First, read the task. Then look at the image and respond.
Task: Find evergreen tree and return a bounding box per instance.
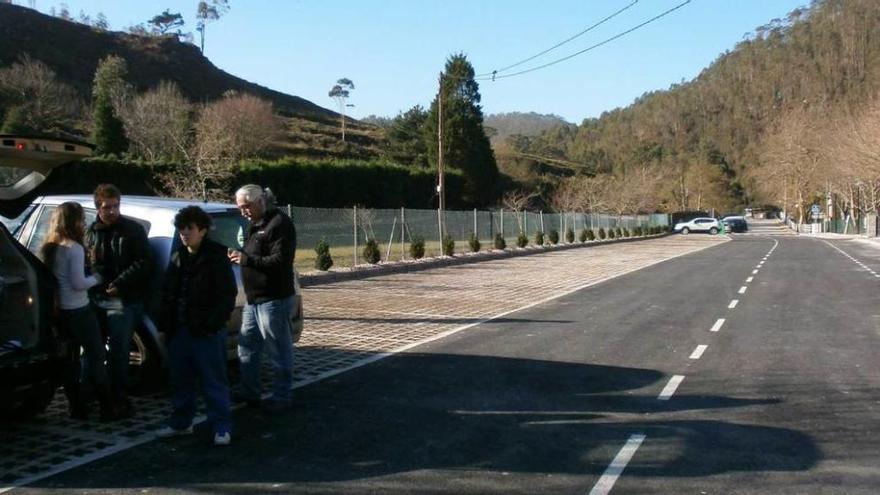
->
[424,54,498,205]
[92,55,128,155]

▸ Written request: Write out the material above word for word, leaving out the picture.

▸ Worked answer:
First, read the task. Then look at the image and respond.
Task: Find evergreen tree and return a bounding box per instance.
->
[424,54,498,205]
[92,55,128,155]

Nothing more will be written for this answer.